TO DO ::
Answer these questions about the used car price analysis below:
(a) Which tool creates the graph?
(b) How many rows are read from the file?
(c) What is the greatest car age kept after cleaning?

SELECTED PASSAGE ::
^^^^^^^^

This analysis tries to visualise used car prices based on age, kilometers driven and horsepower. The dataset comes from kaggle and can be found here: https://www.kaggle.com/orgesleka/used-cars-database. Plotly is used to create the graph. After a bit of data cleaning a sample of 5000 cars is taken to limit the computational effort when plotting.
library(plotly)
library(dplyr)
library(data.table)
cars <- fread(file = "E:/Coursera/DataProducts/autos.csv")
##
Read 69.9% of 371824 rows
Read 99.5% of 371824 rows
Read 371824 rows and 20 (of 20) columns from 0.064 GB file in 00:00:04
cars <- cars[,c(5,8,10)]
cars <- cars[complete.cases(cars),]
cars <- mutate(cars, age = 2016 - yearOfRegistration)
cars <- cars[cars$age <= 30,]
cars <- cars[cars$age >= 0,]
cars <- cars[cars$price <= 1E5,]
cars <- cars[cars$powerPS >10,]
cars <- cars[cars$powerPS<500,]
cars <- sample_n(cars, 5000)
A 3D scatter plot:
p <- plot_ly(cars, x = ~powerPS, y = ~age, z = ~price,marker = list(color = ~price, colorscale = c('#FF1111', '#664444'), showscale = TRUE)) %>% add_markers() %>%
layout(scene = list(xaxis = list(title = 'Horsepower'),
yaxis = list(title = 'Age'),
zaxis = list(title = 'Price')))
p

^^^^^^^^

Entries from a dataset ::
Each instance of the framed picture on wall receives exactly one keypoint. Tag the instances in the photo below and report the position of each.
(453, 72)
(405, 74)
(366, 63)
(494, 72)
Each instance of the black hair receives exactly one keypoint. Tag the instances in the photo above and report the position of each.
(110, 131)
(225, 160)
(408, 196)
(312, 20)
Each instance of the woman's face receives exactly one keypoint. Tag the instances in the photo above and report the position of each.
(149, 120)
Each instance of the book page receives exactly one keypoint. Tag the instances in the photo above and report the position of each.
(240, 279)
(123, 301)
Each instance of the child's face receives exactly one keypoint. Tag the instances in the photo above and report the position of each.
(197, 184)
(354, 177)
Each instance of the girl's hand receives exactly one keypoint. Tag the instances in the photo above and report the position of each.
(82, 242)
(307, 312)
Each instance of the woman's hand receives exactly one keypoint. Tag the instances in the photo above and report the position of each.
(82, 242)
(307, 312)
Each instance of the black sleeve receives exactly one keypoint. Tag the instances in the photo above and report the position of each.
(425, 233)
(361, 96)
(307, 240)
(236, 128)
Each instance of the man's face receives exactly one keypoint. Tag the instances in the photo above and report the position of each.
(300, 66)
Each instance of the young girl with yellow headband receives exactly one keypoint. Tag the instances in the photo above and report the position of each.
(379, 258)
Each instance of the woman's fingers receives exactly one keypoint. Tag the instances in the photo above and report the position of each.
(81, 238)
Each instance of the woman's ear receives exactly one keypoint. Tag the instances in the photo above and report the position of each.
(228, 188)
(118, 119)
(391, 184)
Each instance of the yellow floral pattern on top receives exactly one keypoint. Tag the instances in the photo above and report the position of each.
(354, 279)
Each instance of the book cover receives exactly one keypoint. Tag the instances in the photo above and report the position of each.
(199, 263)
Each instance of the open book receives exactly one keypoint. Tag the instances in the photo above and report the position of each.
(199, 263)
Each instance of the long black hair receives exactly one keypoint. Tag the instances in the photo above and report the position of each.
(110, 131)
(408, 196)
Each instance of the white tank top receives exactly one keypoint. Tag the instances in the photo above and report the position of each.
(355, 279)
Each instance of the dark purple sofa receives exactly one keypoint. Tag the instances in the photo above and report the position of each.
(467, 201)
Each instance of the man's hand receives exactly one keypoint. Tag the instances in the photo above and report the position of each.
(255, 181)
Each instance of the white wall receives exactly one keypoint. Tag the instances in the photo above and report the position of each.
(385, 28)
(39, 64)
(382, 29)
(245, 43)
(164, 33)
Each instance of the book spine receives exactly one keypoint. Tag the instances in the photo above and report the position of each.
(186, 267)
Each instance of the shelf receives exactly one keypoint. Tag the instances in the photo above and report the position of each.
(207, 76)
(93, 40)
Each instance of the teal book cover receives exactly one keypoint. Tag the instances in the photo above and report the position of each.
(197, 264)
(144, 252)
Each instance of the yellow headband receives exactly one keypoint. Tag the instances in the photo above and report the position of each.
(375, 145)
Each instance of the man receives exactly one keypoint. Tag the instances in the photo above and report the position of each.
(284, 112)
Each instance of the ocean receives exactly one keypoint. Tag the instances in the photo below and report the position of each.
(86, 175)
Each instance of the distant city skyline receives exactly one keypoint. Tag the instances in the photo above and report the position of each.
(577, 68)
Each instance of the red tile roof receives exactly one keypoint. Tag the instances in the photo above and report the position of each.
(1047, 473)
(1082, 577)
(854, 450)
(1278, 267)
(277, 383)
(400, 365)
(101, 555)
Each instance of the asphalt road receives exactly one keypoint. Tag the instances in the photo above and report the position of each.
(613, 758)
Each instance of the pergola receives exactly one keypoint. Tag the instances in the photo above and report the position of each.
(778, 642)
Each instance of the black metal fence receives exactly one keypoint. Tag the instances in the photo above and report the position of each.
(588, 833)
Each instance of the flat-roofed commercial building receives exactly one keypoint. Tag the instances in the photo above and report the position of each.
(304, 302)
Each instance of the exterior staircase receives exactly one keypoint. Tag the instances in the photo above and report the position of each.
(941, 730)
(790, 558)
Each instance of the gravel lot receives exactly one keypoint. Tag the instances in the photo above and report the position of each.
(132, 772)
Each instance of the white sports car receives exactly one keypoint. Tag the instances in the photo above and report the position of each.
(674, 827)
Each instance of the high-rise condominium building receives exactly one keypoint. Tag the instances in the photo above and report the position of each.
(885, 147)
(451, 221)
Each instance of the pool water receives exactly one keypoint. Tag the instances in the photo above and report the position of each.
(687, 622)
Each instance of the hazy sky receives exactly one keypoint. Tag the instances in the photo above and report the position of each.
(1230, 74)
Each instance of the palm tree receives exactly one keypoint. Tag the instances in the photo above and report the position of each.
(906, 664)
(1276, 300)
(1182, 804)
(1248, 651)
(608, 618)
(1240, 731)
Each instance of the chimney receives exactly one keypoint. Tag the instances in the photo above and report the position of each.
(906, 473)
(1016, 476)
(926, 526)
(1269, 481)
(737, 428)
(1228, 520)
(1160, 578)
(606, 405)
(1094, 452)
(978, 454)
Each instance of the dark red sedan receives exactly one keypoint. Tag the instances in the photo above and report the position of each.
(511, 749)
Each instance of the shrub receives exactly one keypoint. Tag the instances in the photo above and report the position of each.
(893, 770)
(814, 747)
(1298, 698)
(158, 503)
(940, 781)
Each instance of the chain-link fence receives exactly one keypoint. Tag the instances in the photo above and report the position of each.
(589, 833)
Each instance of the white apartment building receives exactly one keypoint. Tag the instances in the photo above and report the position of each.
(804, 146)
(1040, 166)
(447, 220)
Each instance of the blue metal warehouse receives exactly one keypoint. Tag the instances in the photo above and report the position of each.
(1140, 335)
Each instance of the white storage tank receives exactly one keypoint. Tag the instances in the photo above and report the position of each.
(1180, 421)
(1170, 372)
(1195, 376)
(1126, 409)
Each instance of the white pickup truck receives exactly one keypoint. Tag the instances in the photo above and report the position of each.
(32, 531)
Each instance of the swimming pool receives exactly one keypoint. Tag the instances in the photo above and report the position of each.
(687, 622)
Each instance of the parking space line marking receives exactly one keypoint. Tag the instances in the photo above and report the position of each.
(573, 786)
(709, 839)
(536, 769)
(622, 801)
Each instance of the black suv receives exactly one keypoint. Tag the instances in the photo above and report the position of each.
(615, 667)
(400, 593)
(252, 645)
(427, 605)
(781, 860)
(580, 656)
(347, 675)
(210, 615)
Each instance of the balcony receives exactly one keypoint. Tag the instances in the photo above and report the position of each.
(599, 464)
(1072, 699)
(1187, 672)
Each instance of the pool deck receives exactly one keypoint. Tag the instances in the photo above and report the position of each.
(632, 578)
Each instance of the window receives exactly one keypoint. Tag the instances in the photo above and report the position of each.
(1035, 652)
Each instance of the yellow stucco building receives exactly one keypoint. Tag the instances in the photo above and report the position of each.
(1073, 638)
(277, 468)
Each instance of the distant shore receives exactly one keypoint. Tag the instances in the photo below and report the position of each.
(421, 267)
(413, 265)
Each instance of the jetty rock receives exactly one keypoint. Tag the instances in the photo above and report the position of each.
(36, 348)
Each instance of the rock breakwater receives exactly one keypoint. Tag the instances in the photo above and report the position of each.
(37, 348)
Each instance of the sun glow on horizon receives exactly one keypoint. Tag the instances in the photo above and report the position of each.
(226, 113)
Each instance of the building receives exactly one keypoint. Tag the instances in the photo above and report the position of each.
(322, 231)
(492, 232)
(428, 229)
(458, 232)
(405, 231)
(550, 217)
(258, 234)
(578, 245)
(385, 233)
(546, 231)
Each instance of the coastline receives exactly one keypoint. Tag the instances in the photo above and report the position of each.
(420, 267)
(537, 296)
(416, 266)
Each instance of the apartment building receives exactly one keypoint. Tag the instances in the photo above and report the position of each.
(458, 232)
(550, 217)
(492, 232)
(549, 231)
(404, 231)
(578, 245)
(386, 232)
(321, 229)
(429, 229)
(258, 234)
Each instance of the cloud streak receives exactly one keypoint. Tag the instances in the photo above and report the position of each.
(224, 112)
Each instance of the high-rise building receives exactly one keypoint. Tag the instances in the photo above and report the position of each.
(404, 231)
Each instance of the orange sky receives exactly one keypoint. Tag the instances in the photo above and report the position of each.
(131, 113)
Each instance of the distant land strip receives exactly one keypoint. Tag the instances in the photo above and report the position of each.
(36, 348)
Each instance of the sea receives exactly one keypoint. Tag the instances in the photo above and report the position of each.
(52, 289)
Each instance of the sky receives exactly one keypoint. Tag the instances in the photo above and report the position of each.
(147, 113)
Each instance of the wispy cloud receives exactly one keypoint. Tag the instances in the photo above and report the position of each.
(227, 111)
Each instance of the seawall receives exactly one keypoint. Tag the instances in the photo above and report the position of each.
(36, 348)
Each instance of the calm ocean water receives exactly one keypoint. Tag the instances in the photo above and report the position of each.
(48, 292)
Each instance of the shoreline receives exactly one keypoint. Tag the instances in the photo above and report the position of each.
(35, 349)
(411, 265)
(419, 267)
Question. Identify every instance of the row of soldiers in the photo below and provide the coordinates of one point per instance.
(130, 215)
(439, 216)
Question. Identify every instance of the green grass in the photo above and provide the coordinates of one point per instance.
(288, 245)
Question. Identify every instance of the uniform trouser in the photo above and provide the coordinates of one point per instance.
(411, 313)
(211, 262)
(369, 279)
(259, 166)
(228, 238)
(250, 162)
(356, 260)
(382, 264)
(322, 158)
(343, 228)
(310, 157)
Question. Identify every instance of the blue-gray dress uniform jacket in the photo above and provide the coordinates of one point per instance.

^^^^^^^^

OUTPUT FOR THIS EXERCISE ::
(a) Plotly
(b) 371824
(c) 30